--- Task ---
Produce an exact copy of all the records.

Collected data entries

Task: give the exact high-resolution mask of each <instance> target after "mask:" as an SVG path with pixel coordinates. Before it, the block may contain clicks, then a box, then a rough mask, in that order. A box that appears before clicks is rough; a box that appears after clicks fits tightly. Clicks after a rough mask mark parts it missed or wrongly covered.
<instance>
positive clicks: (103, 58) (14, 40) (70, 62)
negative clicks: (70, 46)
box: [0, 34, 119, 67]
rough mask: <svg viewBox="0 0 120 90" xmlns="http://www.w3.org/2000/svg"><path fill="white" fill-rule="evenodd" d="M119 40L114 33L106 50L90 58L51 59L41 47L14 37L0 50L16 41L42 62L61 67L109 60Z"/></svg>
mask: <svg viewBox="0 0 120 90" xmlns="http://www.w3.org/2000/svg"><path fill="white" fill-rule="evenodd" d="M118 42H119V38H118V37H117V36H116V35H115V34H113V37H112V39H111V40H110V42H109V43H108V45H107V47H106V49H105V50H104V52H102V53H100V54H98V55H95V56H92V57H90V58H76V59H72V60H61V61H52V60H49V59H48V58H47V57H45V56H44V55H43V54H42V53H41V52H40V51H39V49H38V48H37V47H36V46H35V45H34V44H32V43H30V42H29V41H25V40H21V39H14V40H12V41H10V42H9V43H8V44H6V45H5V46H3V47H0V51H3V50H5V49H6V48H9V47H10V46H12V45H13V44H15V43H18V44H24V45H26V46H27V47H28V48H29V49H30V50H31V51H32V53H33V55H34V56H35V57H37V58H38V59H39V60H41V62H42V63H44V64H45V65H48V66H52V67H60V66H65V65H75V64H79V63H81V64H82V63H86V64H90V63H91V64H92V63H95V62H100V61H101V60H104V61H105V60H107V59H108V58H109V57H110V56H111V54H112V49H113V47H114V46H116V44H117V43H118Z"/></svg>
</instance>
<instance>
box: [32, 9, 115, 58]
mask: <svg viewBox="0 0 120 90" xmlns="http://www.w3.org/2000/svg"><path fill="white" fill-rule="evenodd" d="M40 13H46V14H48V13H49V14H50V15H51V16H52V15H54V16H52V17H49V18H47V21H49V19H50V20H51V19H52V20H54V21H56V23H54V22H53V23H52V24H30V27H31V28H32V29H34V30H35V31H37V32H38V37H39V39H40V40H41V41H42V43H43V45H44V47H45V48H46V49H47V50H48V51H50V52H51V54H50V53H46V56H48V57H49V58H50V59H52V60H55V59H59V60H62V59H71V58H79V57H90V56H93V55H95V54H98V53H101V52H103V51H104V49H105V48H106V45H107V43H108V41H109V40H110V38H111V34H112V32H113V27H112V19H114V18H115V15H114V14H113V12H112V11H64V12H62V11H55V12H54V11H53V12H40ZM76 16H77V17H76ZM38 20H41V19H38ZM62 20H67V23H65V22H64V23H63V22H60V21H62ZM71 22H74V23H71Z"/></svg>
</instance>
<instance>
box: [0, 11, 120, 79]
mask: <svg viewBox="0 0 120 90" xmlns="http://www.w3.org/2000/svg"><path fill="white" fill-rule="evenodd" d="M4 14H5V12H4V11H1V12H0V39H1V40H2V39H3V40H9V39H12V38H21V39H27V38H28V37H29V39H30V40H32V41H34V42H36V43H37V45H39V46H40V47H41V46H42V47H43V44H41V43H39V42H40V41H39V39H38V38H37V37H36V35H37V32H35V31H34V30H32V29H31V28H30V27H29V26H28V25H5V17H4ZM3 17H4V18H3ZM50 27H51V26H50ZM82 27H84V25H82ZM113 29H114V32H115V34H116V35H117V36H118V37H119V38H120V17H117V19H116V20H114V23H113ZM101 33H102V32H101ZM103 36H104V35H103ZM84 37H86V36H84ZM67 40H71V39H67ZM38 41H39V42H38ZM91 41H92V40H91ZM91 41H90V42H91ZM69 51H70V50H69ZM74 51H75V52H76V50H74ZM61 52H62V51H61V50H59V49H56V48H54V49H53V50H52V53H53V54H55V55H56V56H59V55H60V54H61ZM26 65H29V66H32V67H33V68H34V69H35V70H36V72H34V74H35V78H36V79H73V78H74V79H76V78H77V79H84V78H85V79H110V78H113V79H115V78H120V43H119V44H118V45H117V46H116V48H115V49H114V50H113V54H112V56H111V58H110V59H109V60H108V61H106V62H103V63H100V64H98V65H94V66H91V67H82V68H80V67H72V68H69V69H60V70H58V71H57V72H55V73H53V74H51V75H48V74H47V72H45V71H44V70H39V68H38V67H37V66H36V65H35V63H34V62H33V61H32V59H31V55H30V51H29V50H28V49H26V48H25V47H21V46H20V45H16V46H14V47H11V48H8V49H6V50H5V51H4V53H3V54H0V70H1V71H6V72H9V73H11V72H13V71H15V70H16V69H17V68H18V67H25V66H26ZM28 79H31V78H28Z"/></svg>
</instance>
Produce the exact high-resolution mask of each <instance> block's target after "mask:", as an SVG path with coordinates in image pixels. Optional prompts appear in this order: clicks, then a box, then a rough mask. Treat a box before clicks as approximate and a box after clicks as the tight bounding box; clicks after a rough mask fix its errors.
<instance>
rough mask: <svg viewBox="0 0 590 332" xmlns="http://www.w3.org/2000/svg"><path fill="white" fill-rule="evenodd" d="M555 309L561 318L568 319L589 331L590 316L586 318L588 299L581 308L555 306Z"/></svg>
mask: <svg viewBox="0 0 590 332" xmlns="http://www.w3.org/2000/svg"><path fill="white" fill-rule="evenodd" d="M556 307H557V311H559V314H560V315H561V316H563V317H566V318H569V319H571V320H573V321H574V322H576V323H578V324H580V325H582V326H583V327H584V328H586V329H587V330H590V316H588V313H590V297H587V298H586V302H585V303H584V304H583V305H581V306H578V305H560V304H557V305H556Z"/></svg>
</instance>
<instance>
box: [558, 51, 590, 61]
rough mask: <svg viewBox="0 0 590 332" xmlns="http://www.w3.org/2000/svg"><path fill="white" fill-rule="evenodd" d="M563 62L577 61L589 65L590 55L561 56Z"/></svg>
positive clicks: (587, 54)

--- Answer to this problem ---
Task: give the exact high-resolution mask of each <instance> target after "mask:" as an SVG path with pixel coordinates. Before it, the block may contain clicks, then a box, then a rough mask, in that order. A box that appears before clicks is rough; a box that appears after clicks fits tightly. Clicks after a rough mask mark parts it missed or wrongly covered.
<instance>
positive clicks: (103, 58) (14, 40) (70, 62)
negative clicks: (70, 46)
box: [0, 34, 119, 67]
rough mask: <svg viewBox="0 0 120 90" xmlns="http://www.w3.org/2000/svg"><path fill="white" fill-rule="evenodd" d="M119 40L114 33L106 50L90 58L51 59L41 47L14 37L0 50L16 41L42 62L61 67L109 60Z"/></svg>
mask: <svg viewBox="0 0 120 90" xmlns="http://www.w3.org/2000/svg"><path fill="white" fill-rule="evenodd" d="M118 42H119V38H118V37H117V36H116V35H115V34H113V37H112V39H111V40H110V42H109V43H108V45H107V47H106V49H105V50H104V52H102V53H100V54H98V55H95V56H92V57H90V58H76V59H72V60H61V61H52V60H49V59H48V58H47V57H45V56H44V55H43V54H42V53H41V52H40V51H39V49H38V48H37V47H36V46H35V45H34V44H32V43H30V42H29V41H25V40H21V39H14V40H12V41H10V42H9V43H8V44H6V45H5V46H3V47H0V51H3V50H5V49H6V48H9V47H10V46H12V45H13V44H15V43H18V44H24V45H26V46H27V47H28V48H29V49H30V50H31V51H32V53H33V55H34V56H35V57H37V58H38V59H39V60H41V62H42V63H44V64H45V65H48V66H52V67H60V66H65V65H75V64H79V63H81V64H82V63H86V64H90V63H91V64H92V63H95V62H100V61H101V60H104V61H105V60H107V59H108V58H109V57H110V56H111V54H112V49H113V47H114V46H116V44H117V43H118Z"/></svg>
</instance>
<instance>
box: [32, 9, 115, 58]
mask: <svg viewBox="0 0 120 90" xmlns="http://www.w3.org/2000/svg"><path fill="white" fill-rule="evenodd" d="M40 13H46V14H48V13H49V14H50V15H51V16H52V15H54V16H52V17H49V18H47V21H49V19H50V20H51V19H52V20H54V21H56V23H54V22H53V23H52V24H30V27H31V28H32V29H34V30H35V31H37V32H38V37H39V39H40V40H41V41H42V43H43V45H44V47H45V48H46V49H47V50H48V51H50V52H51V54H50V53H46V56H48V57H49V58H50V59H52V60H55V59H59V60H62V59H71V58H79V57H90V56H93V55H95V54H98V53H101V52H103V51H104V49H105V48H106V45H107V43H108V41H109V40H110V38H111V34H112V32H113V27H112V19H114V18H115V15H114V14H113V12H112V11H64V12H62V11H55V12H54V11H53V12H40ZM76 16H77V17H76ZM38 20H41V19H38ZM62 20H67V23H65V22H64V23H63V22H60V21H62ZM71 22H74V23H71Z"/></svg>
</instance>
<instance>
box: [0, 11, 120, 79]
mask: <svg viewBox="0 0 120 90" xmlns="http://www.w3.org/2000/svg"><path fill="white" fill-rule="evenodd" d="M4 14H5V12H4V11H1V12H0V39H1V40H2V39H3V40H9V39H12V38H21V39H27V38H28V37H29V39H30V40H32V41H34V42H36V43H37V45H39V46H40V47H41V46H42V47H43V44H41V43H39V42H40V41H39V39H38V38H37V37H36V35H37V32H35V31H34V30H32V29H31V28H30V27H29V26H28V25H5V17H4ZM3 17H4V18H3ZM50 27H51V26H50ZM82 27H84V25H82ZM113 29H114V32H115V34H116V35H117V36H118V37H119V38H120V17H117V19H116V20H114V23H113ZM101 33H102V32H101ZM103 36H104V35H103ZM84 37H86V36H84ZM67 40H71V39H67ZM38 41H39V42H38ZM91 41H92V40H91ZM91 41H90V42H91ZM69 51H70V50H69ZM74 51H75V52H76V50H74ZM61 52H62V51H61V50H59V49H56V48H54V49H53V50H52V53H53V54H55V55H56V56H59V55H60V54H61ZM26 65H29V66H32V67H33V68H34V69H35V70H36V72H34V74H35V78H36V79H73V78H74V79H76V78H77V79H84V78H85V79H110V78H113V79H115V78H120V43H119V44H118V45H117V46H116V48H115V49H114V50H113V54H112V56H111V58H110V59H109V60H108V61H106V62H103V63H100V64H98V65H94V66H91V67H82V68H80V67H72V68H69V69H60V70H58V71H57V72H55V73H53V74H51V75H48V74H47V72H45V71H44V70H39V68H38V67H37V66H36V65H35V63H34V62H33V61H32V59H31V55H30V51H29V50H28V49H26V48H25V47H21V46H20V45H16V46H14V47H11V48H8V49H6V50H5V51H4V53H3V54H0V70H1V71H6V72H9V73H11V72H13V71H15V70H16V69H17V68H18V67H25V66H26ZM28 79H31V78H28Z"/></svg>
</instance>
Produce the exact high-resolution mask of each <instance> block's target after "mask:", as an SVG path with coordinates in image pixels. Optional prompts appear in this order: clicks, then a box, then a rough mask. Treat a box before clicks as approximate and a box after clicks as the tight bounding box; clicks after a rough mask fix its errors.
<instance>
rough mask: <svg viewBox="0 0 590 332" xmlns="http://www.w3.org/2000/svg"><path fill="white" fill-rule="evenodd" d="M555 309L561 318L568 319L589 331L590 316L586 318L588 299L581 308L555 306Z"/></svg>
mask: <svg viewBox="0 0 590 332" xmlns="http://www.w3.org/2000/svg"><path fill="white" fill-rule="evenodd" d="M556 307H557V311H559V314H560V315H561V316H563V317H566V318H569V319H571V320H573V321H574V322H576V323H578V324H580V325H582V326H583V327H584V328H586V329H587V330H590V316H588V313H590V297H587V298H586V302H585V303H584V304H583V305H581V306H578V305H560V304H557V305H556Z"/></svg>
</instance>
<instance>
box: [558, 51, 590, 61]
rough mask: <svg viewBox="0 0 590 332" xmlns="http://www.w3.org/2000/svg"><path fill="white" fill-rule="evenodd" d="M563 62L577 61L589 65L590 55L561 56Z"/></svg>
positive clicks: (587, 54)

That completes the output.